* **Extrait choisi**
____________________
M. Charest: Défi entrepreneurship, je ne comprends pas pourquoi vous êtes si déçus. C'est une bonne nouvelle, c'est une bonne affaire. C'est une bonne affaire, il faut s'en réjouir. Puis on n'a pas attendu, croyez-moi. Dès l'instant où on a l'occasion d'annoncer une bonne nouvelle comme celle-là, on...
Une voix: ...
Le Président (M. Simard): Bon.
n(16 h 50)nM. Charest: Je veux quand même donner une réponse au député de Berthier pour lui dire que nous avons, au cours de la dernière année, là, chez les catégories d'emploi professionnelles et techniques particulièrement visées par le recrutement étudiant, on a quelque 3 300 jeunes. Ça, c'est des gens, des personnes de moins de 35 ans qui ont obtenu un emploi occasionnel ou régulier. Alors, ça, c'est le portrait de ce qu'on a. On a fait des stages, 1 048, dont 222 dans les régions du Québec. Et on a un programme d'accueil gouvernemental, 19 sessions du programme ont été diffusées à 1 300 participants. Il y en a eu huit à Québec, quatre à Montréal puis sept en région. Il y a le programme de mentorat, je pourrais vous décliner tout ça dans le détail.
____________________
* **Lignes de données**
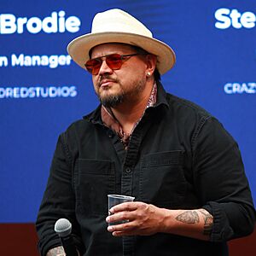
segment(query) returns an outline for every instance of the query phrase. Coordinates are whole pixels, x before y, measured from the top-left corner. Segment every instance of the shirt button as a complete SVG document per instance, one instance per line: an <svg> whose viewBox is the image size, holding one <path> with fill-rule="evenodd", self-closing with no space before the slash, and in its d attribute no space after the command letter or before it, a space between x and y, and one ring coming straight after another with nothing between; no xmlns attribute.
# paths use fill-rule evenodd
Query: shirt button
<svg viewBox="0 0 256 256"><path fill-rule="evenodd" d="M125 172L126 173L130 173L131 172L130 167L125 168Z"/></svg>
<svg viewBox="0 0 256 256"><path fill-rule="evenodd" d="M113 132L112 131L108 131L108 135L109 137L113 137Z"/></svg>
____________________
* **Consigne donnée 1**
D'après l'extrait choisi, combien de stages ont été faits dans les régions du Québec ?
* **Consigne donnée 2**
Reprenez l'extrait choisi sur l'emploi des jeunes dans la fonction publique et poursuivez-le à partir de sa dernière phrase.
Les données proviennent d'une autre source.

* **Réponse finale 1**
222 stages ont été faits dans les régions du Québec.

* **Réponse finale 2**
Mais je veux vous dire que je partage votre préoccupation de pouvoir mettre en valeur les jeunes, de s'assurer que, dans le contexte des mises à la retraite, là ? puis ça va nous arriver en grand nombre rapidement, 44 %, là, dans l'espace de 10 ans, c'est vite ? que nous avons une très forte préoccupation pour la façon dont on va gérer les ressources humaines, d'autant plus qu'on a une excellente fonction publique, des gens de grand talent. D'ailleurs, je me suis fait dire ça, vous savez, pas plus tard que la semaine dernière à Toronto. Un des récipiendaires d'un prix dans le Forum des politiques publiques, c'est une dame qui s'appelait Rita Burak, ancienne secrétaire générale du gouvernement, l'équivalent de ce que M. Dicaire fait aujourd'hui, qui, dans son discours d'acceptation a pris la peine de souligner le fait qu'il n'y avait pas suffisamment de représentants de la fonction publique québécoise à l'intérieur du forum et de l'événement et à quel point c'étaient des gens de grand talent, ce avec quoi je suis en total accord, surtout après un an de gouvernement.
Cela étant dit, Mme Jérôme-Forget, présidente du Conseil du trésor, la semaine prochaine, je crois, aura une annonce à...
Le Président (M. Simard): ...
M. Charest: Pardon?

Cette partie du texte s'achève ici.